*Supplied text*
++++

The Ukrainians, as the Western powers see it, are the “right” kind of victims of invasion and occupation. The Palestinians are not.
A majority of people in most countries in the world today are consistent. There is widespread sympathy with and support for the people of Ukraine in their struggle against the Russian invasion. And, similarly, polls have shown increasing support for the Palestinian struggle against the violent occupation of their land by the apartheid state of Israel.
The hypocrisy is on the level of Western political leaders and media. For them, showing solidarity with the Ukrainians, and backing that up with measures like sanctions is one thing, while showing solidarity with the Palestinians is quite another.
Compare the attitude to sanctions targeting Russia, and the kind of (much less severe) measures called for by the global Boycotts, Divestments and Sanctions (BDS) campaign—a grassroots Palestinian initiative launched in 2005—in the case of Israel.

++++

[Labeled-object pointing entries]
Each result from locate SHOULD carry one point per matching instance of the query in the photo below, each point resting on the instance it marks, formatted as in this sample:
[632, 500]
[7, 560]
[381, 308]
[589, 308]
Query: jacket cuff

++++

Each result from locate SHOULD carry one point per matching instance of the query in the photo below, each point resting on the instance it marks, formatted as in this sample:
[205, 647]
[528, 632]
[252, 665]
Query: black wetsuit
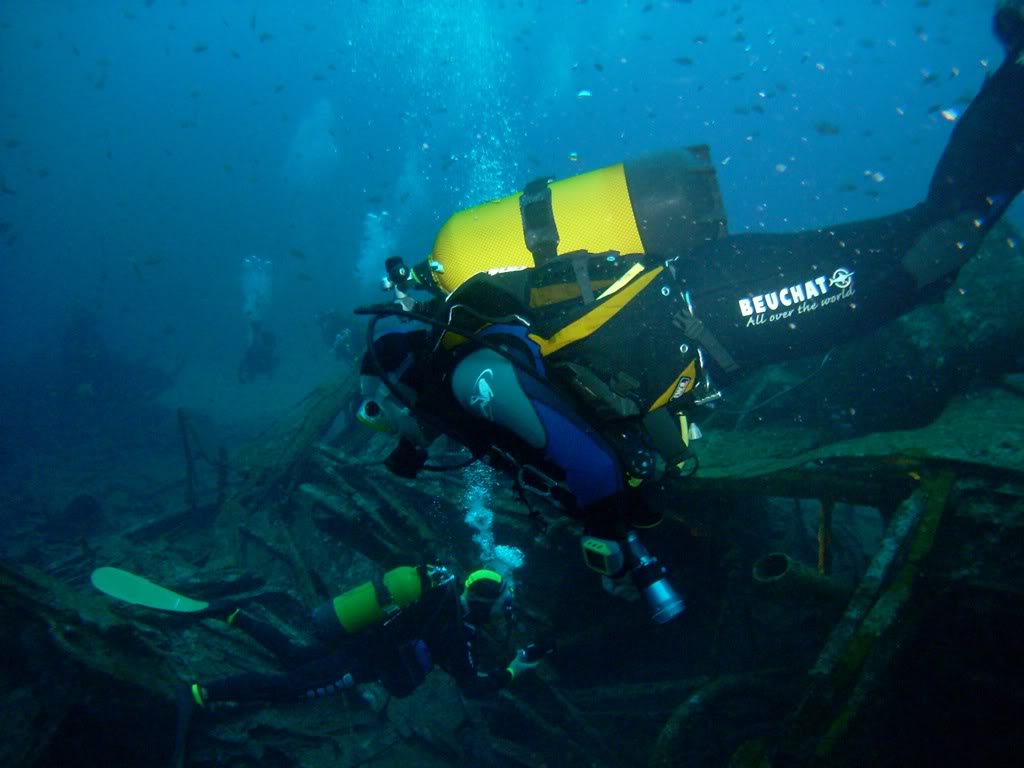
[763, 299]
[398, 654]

++++

*To do*
1) Answer these about the passage on Western responses to Ukraine and Palestine:
(a) What have polls shown increasing support for?
(b) At what level does the passage place the hypocrisy?
(c) In what year was the Boycotts, Divestments and Sanctions campaign launched?
2) Write what follows the last sentence of the passage on Western responses to Ukraine and Palestine.

*Responses per task*
1)
(a) The Palestinian struggle against the violent occupation of their land by the apartheid state of Israel.
(b) Western political leaders and media.
(c) 2005.

2)
The EU began imposing sanctions on Russia on 23 February, before Putin’s invasion of Ukraine had even begun. A week into the invasion, the EU had already implemented wide ranging economic sanctions, including a ban on international transactions with seven Russian banks. All Russian airlines have been banned from EU airspace and EU airports. The EU has even suspended broadcasts of the Russian state-owned media outlets Sputnik and Russia Today.
If this kind of thing is right when it comes to Russia’s invasion of Ukraine, it should also be right when it comes to Israel’s ongoing violent occupation of Palestinian land and oppression of its people shouldn’t it? Wrong. Sanctions that could bring Russian citizens to the brink of starvation are not an act of war, but an act of “peace”, claims the EU. But slapping a trade ban on imports of goods from Israel’s colonial settlements in the West Bank is a step too far—a breach of European trade law.
The BDS campaign’s call for boycotts of Israeli sporting, cultural and academic institutions, and divestment from international and Israeli companies that are complicit in Israel’s regime of apartheid and settler colonialism, hasn’t just been rejected by Western governments—in some cases it has actually been criminalised.
Since 2010, French authorities have used anti-discrimination laws to prosecute numerous BDS campaigners. In 2019, the German parliament voted to declare BDS “antisemitic”. Last month, the UK parliament passed a bill to prevent local government pension funds from divesting from UK companies that do business with apartheid Israel.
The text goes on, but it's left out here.